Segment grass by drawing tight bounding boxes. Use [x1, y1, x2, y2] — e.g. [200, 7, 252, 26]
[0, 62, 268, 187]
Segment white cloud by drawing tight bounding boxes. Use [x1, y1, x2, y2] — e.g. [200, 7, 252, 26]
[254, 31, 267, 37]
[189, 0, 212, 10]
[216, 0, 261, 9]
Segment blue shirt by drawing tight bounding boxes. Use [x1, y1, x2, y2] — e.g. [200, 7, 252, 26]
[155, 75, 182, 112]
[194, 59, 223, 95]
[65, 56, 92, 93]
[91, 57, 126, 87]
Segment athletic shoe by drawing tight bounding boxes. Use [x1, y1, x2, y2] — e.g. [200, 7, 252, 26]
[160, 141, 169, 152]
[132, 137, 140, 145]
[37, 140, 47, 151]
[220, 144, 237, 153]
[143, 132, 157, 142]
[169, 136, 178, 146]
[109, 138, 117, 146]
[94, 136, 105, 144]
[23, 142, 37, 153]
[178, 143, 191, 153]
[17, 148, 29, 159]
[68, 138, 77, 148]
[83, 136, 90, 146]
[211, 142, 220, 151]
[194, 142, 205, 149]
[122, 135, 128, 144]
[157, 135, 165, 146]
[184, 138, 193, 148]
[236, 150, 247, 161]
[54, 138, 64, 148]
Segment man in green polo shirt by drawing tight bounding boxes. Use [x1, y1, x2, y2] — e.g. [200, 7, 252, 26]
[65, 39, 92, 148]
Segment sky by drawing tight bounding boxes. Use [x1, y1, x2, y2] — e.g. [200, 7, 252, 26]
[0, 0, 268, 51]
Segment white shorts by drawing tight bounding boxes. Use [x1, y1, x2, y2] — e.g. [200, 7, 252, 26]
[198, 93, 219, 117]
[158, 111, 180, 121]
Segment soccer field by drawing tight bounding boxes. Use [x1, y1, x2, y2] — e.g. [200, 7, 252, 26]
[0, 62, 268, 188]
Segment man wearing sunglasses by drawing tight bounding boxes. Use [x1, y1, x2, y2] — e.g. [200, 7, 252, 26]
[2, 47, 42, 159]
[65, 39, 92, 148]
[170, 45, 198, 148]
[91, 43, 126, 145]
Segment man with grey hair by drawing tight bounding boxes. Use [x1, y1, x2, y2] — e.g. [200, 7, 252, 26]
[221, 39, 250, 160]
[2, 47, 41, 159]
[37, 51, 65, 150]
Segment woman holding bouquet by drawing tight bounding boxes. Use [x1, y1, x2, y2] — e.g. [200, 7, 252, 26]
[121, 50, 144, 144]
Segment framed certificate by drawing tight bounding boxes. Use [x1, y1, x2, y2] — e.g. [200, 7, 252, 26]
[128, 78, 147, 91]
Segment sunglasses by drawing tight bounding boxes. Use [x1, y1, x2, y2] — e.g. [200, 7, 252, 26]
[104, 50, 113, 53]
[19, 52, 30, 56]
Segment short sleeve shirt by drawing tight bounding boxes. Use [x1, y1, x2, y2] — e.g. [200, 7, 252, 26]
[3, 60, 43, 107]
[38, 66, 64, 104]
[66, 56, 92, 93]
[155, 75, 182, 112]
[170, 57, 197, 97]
* * *
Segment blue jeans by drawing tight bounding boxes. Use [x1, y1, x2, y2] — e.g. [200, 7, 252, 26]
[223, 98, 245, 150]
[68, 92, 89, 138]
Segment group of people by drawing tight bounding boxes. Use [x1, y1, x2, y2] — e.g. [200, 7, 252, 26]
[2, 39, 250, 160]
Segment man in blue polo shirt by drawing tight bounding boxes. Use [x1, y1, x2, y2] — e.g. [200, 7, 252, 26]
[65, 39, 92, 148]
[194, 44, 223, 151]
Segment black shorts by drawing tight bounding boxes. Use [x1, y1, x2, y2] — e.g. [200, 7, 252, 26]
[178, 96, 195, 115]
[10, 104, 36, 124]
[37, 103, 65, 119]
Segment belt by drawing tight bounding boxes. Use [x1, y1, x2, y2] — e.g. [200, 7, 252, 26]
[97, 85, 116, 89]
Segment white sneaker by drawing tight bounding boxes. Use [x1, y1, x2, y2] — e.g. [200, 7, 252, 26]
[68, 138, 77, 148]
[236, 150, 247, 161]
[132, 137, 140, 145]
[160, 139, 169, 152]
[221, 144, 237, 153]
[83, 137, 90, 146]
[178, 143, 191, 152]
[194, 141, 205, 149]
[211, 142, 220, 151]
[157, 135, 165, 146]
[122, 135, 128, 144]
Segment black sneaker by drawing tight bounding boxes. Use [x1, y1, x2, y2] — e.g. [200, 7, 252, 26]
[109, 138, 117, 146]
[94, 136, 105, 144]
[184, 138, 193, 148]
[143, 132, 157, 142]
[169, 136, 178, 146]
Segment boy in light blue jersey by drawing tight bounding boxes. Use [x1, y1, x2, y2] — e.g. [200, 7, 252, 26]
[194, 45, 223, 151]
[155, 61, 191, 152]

_Problem details_.
Reproduce verbatim the stretch of the data above from the line containing "Segment short sleeve" through the line containing "[170, 57, 197, 97]", including both of those lines and nothing more.

_Solved exercise_.
Segment short sleeve shirt by drawing tight bounding boxes. Use [x1, y1, x2, y2] — e.g. [200, 7, 252, 26]
[3, 60, 43, 107]
[38, 66, 64, 104]
[66, 56, 92, 93]
[155, 75, 182, 112]
[170, 57, 197, 97]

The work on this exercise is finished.